Please return every line of the data below, unchanged and in the same order.

» **Collection entries**
#####

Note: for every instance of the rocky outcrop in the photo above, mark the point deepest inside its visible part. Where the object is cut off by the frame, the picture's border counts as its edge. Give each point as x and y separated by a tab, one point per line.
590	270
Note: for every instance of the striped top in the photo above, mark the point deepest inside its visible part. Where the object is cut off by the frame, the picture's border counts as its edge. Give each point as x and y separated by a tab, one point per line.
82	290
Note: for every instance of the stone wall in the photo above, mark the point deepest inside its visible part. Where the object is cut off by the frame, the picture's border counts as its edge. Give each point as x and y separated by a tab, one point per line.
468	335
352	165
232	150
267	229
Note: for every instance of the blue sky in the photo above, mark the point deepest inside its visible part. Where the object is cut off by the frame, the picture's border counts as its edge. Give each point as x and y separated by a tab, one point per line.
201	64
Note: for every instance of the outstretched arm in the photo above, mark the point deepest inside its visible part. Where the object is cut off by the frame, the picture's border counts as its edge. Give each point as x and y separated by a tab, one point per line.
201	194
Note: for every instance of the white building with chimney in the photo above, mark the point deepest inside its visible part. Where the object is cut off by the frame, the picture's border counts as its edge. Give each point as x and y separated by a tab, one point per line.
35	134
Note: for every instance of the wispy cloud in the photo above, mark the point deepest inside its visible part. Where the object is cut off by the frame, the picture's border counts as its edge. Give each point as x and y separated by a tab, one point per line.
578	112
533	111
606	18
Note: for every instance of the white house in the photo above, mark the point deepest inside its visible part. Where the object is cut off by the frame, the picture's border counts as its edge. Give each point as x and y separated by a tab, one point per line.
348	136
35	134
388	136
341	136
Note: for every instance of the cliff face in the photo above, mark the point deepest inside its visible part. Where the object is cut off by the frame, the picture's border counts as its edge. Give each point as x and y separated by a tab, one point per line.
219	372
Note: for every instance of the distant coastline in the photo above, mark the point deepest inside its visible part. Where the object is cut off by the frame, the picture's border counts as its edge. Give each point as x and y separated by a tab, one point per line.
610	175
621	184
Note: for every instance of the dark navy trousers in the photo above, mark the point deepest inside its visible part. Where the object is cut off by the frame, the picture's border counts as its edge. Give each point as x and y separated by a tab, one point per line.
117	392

#####

» **The output**
Note: for every instance of the rocky outcrop in the photo above, mark the point deepest inside its visible part. Where the object is cut off by the frame, the picture's border counts as its edge. Give each point as x and y separated by a tab, one point per line.
590	270
Note: for every instance of the striped top in the photo above, mark the point deepest inside its visible part. Where the object is cut off by the frame, the picture's border counts as its edge. Give each point as x and y separated by a tab, one point per line.
82	290
Note: for every instance of the stone wall in the photo above, mark the point deepest inside its visible part. Where the object is cut off by the frame, the picture's border counts as its edge. Give each point as x and y separated by a tab, one point per line.
468	335
352	165
232	150
267	229
Note: for every instance of the blue sky in the photo above, mark the point deepest inside its visible part. Where the object is cut off by the frame, the picture's border counts as its edge. Give each point as x and y separated by a tab, one point per line.
201	64
Note: for every instance of the outstretched arm in the photo above, mark the point deepest inside its visible part. Where the object is cut off by the frame, the picture's border counts as its edge. Give each point as x and y separated by a tab, one point per line.
201	194
Note: for every instance of the white building with chimney in the photo above, mark the point deepest inside its visible part. Where the object is cut off by the frame, the picture's border counts as its edge. Give each point as x and y separated by a tab, one point per line.
35	134
Note: for every instance of the wispy cloud in the photo above, mark the point deepest inside its visible part. Where the object is cut off by the frame, the picture's border counts as its edge. Give each point as x and y separated by a tab, one point per line.
578	112
533	111
606	18
Note: for every instance of the white house in the photo above, mark the point deepest inside its visible part. Where the object is cut off by the frame, the picture's border counts as its edge. Give each point as x and y separated by a tab, one point per line.
348	136
35	134
388	136
341	136
Note: for every instance of the cliff face in the photo above, mark the point deepest inside its visible part. Where the object is cut off by the frame, the picture's border counts as its edge. Give each point as x and y separated by a tab, one point per line.
219	372
Note: for every instance of the distant coastline in the photo above, mark the point deepest inside its visible part. Where the object is cut off by the frame, the picture's border counts as its edge. Give each point as x and y separated by a tab, one point per line.
610	175
621	184
Note: for every instance of the dark navy trousers in the photo above, mark the point deepest inside its visible part. Where the object is cut off by the frame, the picture's border counts as its edge. Give each point as x and y separated by a tab, one point per line.
117	392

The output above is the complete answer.